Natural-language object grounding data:
━━━━━━━━━━━━━━━━━━━━

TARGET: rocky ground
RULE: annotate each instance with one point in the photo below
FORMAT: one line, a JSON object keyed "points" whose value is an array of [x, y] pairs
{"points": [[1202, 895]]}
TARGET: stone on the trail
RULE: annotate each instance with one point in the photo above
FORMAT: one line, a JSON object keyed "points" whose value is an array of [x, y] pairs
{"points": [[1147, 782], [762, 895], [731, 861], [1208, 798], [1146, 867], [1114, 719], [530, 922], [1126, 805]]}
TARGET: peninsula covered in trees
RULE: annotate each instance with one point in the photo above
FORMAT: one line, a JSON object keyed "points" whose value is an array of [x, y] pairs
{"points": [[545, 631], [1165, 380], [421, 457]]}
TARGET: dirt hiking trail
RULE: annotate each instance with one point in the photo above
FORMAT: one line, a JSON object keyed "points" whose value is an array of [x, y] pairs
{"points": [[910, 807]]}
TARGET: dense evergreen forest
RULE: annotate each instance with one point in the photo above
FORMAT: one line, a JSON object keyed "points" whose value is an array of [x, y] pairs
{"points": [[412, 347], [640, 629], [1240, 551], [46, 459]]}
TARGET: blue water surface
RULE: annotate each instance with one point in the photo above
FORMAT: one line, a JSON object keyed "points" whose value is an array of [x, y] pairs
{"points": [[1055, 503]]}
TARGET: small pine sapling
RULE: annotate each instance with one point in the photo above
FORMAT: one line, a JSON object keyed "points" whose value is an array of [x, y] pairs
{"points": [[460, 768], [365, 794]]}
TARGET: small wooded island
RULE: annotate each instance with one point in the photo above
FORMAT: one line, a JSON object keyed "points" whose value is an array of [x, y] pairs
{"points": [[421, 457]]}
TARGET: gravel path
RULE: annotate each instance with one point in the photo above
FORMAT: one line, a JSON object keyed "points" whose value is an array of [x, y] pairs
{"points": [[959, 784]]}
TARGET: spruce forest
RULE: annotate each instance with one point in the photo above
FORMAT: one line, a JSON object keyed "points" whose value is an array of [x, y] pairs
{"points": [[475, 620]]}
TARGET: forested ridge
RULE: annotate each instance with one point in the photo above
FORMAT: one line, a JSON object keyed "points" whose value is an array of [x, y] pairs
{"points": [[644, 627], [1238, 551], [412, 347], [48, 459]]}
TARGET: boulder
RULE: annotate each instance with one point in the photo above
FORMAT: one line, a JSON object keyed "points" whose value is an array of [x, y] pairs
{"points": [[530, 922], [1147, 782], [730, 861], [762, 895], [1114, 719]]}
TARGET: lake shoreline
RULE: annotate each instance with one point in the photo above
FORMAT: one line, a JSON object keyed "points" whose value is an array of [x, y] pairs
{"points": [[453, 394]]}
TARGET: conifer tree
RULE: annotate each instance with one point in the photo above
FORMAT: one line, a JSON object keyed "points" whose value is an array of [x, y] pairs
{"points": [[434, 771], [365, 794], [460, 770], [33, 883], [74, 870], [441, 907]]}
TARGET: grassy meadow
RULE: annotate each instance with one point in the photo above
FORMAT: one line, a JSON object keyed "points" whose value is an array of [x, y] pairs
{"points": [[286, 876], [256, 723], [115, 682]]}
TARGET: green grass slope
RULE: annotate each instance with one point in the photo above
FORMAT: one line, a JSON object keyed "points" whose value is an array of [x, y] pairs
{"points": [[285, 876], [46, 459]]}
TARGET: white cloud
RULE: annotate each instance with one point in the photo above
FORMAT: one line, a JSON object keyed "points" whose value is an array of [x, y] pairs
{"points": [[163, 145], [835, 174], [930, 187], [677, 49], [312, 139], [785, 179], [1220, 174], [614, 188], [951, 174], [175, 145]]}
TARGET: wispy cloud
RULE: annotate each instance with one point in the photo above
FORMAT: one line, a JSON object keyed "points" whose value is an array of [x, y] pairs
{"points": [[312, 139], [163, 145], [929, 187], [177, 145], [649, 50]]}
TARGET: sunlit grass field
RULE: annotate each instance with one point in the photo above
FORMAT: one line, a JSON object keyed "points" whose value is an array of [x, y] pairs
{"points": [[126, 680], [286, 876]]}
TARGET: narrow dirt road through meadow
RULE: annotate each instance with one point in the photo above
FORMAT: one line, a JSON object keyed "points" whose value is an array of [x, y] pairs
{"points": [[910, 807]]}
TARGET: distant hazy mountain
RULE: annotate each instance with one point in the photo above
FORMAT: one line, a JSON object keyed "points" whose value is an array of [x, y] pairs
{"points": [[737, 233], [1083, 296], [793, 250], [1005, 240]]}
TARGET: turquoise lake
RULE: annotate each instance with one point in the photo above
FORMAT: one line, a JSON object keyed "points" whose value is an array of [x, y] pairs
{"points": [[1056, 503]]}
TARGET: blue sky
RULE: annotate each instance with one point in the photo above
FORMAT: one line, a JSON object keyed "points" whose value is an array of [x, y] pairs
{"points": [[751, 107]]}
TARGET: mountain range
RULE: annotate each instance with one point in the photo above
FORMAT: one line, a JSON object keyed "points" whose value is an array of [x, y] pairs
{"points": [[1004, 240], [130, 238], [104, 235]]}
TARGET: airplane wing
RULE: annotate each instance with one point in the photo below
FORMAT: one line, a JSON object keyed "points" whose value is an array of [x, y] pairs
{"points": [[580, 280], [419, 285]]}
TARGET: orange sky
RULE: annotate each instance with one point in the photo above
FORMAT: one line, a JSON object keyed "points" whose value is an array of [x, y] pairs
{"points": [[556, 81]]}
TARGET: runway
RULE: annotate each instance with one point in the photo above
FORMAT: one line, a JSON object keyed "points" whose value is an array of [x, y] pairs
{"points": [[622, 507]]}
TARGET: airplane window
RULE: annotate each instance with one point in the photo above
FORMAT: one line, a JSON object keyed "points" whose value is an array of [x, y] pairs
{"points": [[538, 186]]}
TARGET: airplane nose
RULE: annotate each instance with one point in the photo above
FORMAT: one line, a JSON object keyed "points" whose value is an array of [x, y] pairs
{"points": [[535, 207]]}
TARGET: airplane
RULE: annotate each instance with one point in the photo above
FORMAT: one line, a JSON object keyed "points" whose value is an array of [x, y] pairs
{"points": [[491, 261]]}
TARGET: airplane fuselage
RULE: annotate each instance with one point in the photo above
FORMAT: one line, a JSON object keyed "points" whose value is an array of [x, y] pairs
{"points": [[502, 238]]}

━━━━━━━━━━━━━━━━━━━━

Exercise description: Type the entries out again so that they match exactly.

Exercise response:
TARGET: rocky ground
RULE: annotate each instance with one point in the photo below
FORMAT: one line, a JSON object keyed "points" whose value is an array of [x, y] pairs
{"points": [[1202, 895]]}
TARGET: stone on the trail
RULE: annotate each instance with one point in the photo above
FORMAT: one line, a JSON object keyed "points" whose value is an array of [x, y] pairs
{"points": [[1147, 782], [762, 895], [731, 861], [1208, 798], [1146, 867], [1114, 719], [530, 922], [1126, 805]]}
TARGET: peninsula covered in trees
RULE: annotate each instance with one point in the photo above
FORMAT: one line, a JSON object keyed "points" whose value is an array of [x, y] pairs
{"points": [[545, 631], [1165, 380], [421, 457]]}
TARGET: dirt hiking trail
RULE: annotate each instance with one point in the photo above
FORMAT: one line, a JSON object keyed "points" whose value is an array of [x, y] pairs
{"points": [[910, 807]]}
TARGET: dense evergreen forest
RULE: annotate each instance with one point in the photo above
FORMAT: one line, a JSON object keyed "points" whose value is an array of [x, y] pairs
{"points": [[412, 347], [640, 629], [1240, 551], [46, 459]]}
TARGET: blue water surface
RULE: annotate each instance with one point in the photo above
FORMAT: one line, a JSON object keyed "points" whose value is an array of [x, y] pairs
{"points": [[1055, 503]]}
TARGET: small pine sapling
RULE: annotate each instance with one point in the photo above
FORMAT: one line, a JSON object keyed "points" whose value is an array of [x, y] pairs
{"points": [[460, 768], [365, 794]]}
TARGET: small wooded island
RULE: annotate each instance with one point in the photo above
FORMAT: one line, a JSON object keyed "points" whose value is an array of [x, y] pairs
{"points": [[421, 457]]}
TARGET: gravel path
RULE: annotate each instance with one point in the photo above
FORMAT: one line, a JSON object keyed "points" whose value is an array of [x, y] pairs
{"points": [[959, 784]]}
TARGET: spruce forest
RULE: annotate each instance with one point in the photo above
FORMAT: one line, a JSON object keyed "points" whose value is an array of [x, y] pairs
{"points": [[475, 620]]}
TARGET: forested ridge
RULE: annotate each instance with one point in the photo above
FORMAT: one line, a JSON object keyed "points" whose value is an array of [x, y] pairs
{"points": [[644, 627], [1238, 551], [412, 347], [48, 459]]}
TARGET: boulder
RULE: annotate each instance with one point in the photo above
FORMAT: one line, a JSON object keyed "points" whose value is an array of [x, y] pairs
{"points": [[530, 922], [1147, 782], [730, 861], [762, 895], [1114, 719]]}
TARGET: lake shoreline
RULE: annotate each instance with one point in the photo above
FORMAT: one line, a JSON object keyed "points" whose value is an array of [x, y] pairs
{"points": [[453, 394]]}
TARGET: conifer tree
RULE: annotate each instance with one point in the photo above
FORMAT: one line, a JSON object keyed "points" whose value is an array of [x, y] pairs
{"points": [[434, 771], [365, 794], [460, 770], [33, 883], [74, 870], [441, 907]]}
TARGET: grassy meadow
RULE: annotate each instance with one point in the photo above
FORMAT: one line, a JSON object keyed "points" whose value is an array of [x, y] pairs
{"points": [[286, 876], [256, 723], [115, 682]]}
TARGET: green grass slope
RULE: annotate each instance with one point in the photo above
FORMAT: one line, a JSON object keyed "points" whose value is an array of [x, y] pairs
{"points": [[285, 876], [46, 459]]}
TARGET: white cloud
RULE: annotate each instance with one point in the photo above
FORMAT: one line, a JSON object keyed "points" whose value is an array of [x, y] pairs
{"points": [[163, 145], [835, 174], [930, 187], [677, 49], [312, 139], [785, 179], [1220, 174], [614, 188], [951, 174], [175, 145]]}
TARGET: wispy cloud
RULE: annotate each instance with one point in the photo above
FORMAT: one line, a JSON object keyed "points" whose value is an array of [x, y] pairs
{"points": [[312, 139], [163, 145], [929, 187], [177, 145], [649, 50]]}
TARGET: sunlit grass field
RULE: annotate each instance with one point in the photo above
FORMAT: one line, a JSON object keyed "points" whose value is an array of [x, y] pairs
{"points": [[126, 680], [286, 876]]}
TARGET: narrow dirt road through meadow
RULE: annotate each instance with one point in the photo above
FORMAT: one line, a JSON object keyed "points" whose value is an array of [x, y] pairs
{"points": [[910, 807]]}
TARGET: distant hazy mountain
RULE: annotate each instance with one point in the photo above
FORMAT: one line, a JSON object keyed "points" whose value is an array of [x, y] pairs
{"points": [[737, 233], [1083, 296], [793, 250], [1005, 240]]}
TARGET: turquoise lake
RULE: annotate each instance with one point in the photo above
FORMAT: one line, a JSON object keyed "points" whose value is an array of [x, y] pairs
{"points": [[1056, 503]]}
TARGET: blue sky
RULE: annotate each instance with one point in the photo above
FORMAT: one line, a JSON object keyed "points" whose value is an array of [x, y] pairs
{"points": [[751, 107]]}
TARGET: mountain range
RULE: annotate each instance with one point in the photo above
FORMAT: one line, a JSON object keyed "points" whose value is an array of [x, y] pairs
{"points": [[1004, 240], [130, 238], [104, 235]]}
TARGET: airplane wing
RULE: annotate each instance with one point in the photo below
FORMAT: one line, a JSON object keyed "points" whose value is an array of [x, y] pairs
{"points": [[580, 280], [419, 285]]}
TARGET: orange sky
RULE: annotate each instance with one point in the photo above
FORMAT: one line, a JSON object keyed "points" whose value is an array of [x, y] pairs
{"points": [[556, 81]]}
TARGET: runway
RULE: annotate each instance with one point in the photo above
FORMAT: one line, a JSON object keyed "points" whose value is an array of [x, y] pairs
{"points": [[622, 507]]}
TARGET: airplane window
RULE: annotate each instance with one point in the photo above
FORMAT: one line, a JSON object keyed "points" whose value is an array of [x, y] pairs
{"points": [[538, 186]]}
TARGET: airplane nose
RULE: annotate each instance with one point in the photo above
FORMAT: one line, a JSON object keyed "points" whose value is an array of [x, y] pairs
{"points": [[535, 207]]}
TARGET: airplane
RULE: annotate each instance with one point in the photo above
FORMAT: one line, a JSON object keyed "points" whose value is an array of [x, y] pairs
{"points": [[491, 261]]}
TARGET: airplane fuselage
RULE: annotate each instance with one point in the photo above
FORMAT: one line, a JSON object keyed "points" whose value is an array of [x, y] pairs
{"points": [[502, 238]]}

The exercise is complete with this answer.